# bombproof wheels 700c



## jifdave (31 May 2012)

Just bought amy first road bike and am told the wheels should be my first upgrade.

Im 20st and want invincible wheels but dont want to spend a lot on them.

anyone got anything?


----------



## smokeysmoo (9 Jun 2012)

I can recommend Halo Aerorage for off the shelf wheels, or a custom build of Mavic Open Pro rims with Tiagra/105 hubs. Either way you're looking at somewhere around the £200 mark for a pair.

You want to be looking for wheels with 32 or 36 hole hubs, (both above options are 32). If you find some decent used ones happy days, if not I'd ride yours to destruction while saving for some new ones. You'l be surprised at the abuse some wheels will take. Just check your spokes tension is OK, don't ride with loose spokes, and if a wheel goes go out of true get it fettled straight away.

Data lines:
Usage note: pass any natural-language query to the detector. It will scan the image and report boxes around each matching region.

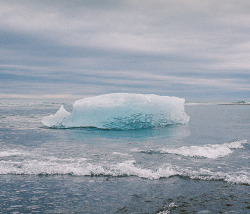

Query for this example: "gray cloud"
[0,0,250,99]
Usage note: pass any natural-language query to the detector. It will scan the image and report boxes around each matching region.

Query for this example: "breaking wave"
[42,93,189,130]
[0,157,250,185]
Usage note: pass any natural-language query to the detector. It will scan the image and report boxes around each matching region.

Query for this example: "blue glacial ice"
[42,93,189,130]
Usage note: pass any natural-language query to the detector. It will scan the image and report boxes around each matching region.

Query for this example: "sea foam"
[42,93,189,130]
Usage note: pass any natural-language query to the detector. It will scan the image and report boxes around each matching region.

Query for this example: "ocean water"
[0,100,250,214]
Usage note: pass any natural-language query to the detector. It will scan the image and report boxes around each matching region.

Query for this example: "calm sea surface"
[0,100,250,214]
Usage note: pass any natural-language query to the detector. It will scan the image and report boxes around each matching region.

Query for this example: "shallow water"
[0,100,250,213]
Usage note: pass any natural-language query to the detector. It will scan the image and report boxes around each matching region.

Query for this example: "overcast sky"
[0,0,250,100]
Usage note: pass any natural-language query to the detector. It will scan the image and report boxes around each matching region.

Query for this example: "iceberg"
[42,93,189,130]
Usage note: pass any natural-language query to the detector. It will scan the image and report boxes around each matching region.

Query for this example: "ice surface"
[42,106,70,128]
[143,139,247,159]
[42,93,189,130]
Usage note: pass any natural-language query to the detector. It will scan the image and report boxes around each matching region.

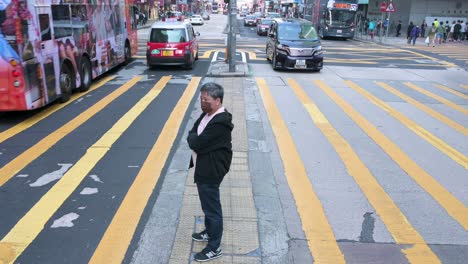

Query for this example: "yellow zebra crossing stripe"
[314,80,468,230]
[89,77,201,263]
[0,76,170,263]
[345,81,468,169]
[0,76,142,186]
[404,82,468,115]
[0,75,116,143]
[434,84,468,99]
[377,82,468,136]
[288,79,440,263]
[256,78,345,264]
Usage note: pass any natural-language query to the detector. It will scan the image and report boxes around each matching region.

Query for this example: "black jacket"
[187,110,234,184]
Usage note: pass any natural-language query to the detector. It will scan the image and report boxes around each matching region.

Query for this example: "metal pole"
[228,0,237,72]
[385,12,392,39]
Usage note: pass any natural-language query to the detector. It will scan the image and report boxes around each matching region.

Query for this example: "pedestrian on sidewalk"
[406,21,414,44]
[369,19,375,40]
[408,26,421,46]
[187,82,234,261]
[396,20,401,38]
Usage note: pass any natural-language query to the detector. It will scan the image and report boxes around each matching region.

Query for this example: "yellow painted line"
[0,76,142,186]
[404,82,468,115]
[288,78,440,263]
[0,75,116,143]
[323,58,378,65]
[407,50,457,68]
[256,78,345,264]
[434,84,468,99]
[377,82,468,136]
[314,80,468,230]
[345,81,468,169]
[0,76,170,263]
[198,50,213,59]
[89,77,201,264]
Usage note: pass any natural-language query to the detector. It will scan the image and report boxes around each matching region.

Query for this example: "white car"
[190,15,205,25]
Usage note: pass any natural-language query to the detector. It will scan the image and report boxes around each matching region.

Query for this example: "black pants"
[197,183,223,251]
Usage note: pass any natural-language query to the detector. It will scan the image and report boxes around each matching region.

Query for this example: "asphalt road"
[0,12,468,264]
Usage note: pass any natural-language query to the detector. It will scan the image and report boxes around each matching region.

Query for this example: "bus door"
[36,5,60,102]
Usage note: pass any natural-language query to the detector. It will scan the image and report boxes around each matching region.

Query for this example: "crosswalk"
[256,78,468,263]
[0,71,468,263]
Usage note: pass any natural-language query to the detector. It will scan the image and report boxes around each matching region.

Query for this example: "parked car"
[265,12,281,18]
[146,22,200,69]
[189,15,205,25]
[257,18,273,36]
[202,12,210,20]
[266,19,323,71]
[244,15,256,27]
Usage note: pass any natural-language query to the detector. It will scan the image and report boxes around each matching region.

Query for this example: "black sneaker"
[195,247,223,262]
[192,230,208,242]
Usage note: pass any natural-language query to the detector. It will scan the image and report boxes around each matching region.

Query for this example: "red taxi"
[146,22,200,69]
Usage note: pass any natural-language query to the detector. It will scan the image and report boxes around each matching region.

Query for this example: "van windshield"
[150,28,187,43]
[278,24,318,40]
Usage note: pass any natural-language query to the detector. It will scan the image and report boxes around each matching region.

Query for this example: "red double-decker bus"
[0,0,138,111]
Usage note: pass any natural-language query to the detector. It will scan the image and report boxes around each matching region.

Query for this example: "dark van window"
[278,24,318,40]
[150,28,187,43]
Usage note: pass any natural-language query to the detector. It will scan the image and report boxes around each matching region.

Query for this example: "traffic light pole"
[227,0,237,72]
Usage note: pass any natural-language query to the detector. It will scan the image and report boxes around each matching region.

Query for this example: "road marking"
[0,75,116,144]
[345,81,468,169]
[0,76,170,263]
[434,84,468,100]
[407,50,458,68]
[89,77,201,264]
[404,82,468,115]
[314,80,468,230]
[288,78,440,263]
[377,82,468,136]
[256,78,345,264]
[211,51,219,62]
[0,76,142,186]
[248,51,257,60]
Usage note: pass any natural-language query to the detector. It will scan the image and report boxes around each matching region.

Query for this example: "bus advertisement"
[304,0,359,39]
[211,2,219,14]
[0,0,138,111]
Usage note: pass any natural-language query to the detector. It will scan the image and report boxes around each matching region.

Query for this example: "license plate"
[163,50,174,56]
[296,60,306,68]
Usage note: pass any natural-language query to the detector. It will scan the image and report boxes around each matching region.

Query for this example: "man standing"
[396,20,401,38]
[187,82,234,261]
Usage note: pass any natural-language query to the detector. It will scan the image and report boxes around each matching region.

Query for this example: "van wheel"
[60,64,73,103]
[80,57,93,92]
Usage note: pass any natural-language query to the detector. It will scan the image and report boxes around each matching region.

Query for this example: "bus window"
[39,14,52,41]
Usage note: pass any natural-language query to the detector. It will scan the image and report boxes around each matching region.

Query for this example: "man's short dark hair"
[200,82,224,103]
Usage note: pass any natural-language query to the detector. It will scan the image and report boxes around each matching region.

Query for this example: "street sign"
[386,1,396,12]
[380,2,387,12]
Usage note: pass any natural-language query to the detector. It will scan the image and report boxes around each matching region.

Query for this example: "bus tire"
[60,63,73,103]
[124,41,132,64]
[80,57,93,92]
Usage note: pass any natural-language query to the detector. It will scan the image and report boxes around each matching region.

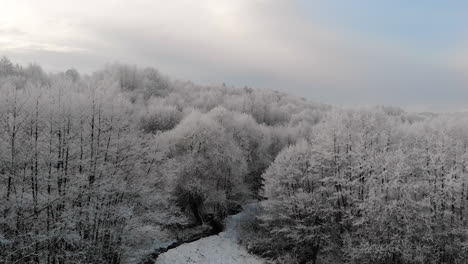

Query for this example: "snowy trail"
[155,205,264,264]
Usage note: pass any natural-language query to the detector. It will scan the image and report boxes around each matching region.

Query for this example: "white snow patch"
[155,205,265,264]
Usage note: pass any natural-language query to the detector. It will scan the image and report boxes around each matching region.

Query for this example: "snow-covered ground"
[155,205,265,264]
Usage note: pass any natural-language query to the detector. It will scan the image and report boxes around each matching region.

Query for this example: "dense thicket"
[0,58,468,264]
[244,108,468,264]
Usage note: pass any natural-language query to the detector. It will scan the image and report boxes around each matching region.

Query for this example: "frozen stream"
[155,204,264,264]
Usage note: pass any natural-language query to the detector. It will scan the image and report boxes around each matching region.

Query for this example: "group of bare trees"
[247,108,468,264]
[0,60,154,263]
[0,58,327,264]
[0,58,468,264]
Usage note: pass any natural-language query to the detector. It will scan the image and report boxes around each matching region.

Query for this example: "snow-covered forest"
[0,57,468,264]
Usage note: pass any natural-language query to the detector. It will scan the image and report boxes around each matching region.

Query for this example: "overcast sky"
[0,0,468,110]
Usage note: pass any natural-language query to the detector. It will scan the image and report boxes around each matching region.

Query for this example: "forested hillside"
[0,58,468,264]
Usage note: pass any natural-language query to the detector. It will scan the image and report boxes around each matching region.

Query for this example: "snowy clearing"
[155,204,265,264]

What is needed:
Return, word for word, the stretch of the bombproof wheels thread above that opens with the words containing "Im 20st and" and closes with "fettled straight away.".

Output below:
Im 20st and want invincible wheels but dont want to spend a lot on them.

anyone got anything?


----------



## smokeysmoo (9 Jun 2012)

I can recommend Halo Aerorage for off the shelf wheels, or a custom build of Mavic Open Pro rims with Tiagra/105 hubs. Either way you're looking at somewhere around the £200 mark for a pair.

You want to be looking for wheels with 32 or 36 hole hubs, (both above options are 32). If you find some decent used ones happy days, if not I'd ride yours to destruction while saving for some new ones. You'l be surprised at the abuse some wheels will take. Just check your spokes tension is OK, don't ride with loose spokes, and if a wheel goes go out of true get it fettled straight away.